-- START OF Supplied entries --

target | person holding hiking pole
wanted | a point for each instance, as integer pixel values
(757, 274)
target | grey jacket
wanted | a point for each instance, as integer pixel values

-- END OF Supplied entries --

▶ Task directions
Rewrite every one of the rows above, putting "occurrence" wherever "instance" appears and keeping everything else the same.

▶ Result for this task
target | person holding hiking pole
wanted | a point for each occurrence, as integer pixel values
(757, 274)
target | grey jacket
wanted | a point for each occurrence, as integer pixel values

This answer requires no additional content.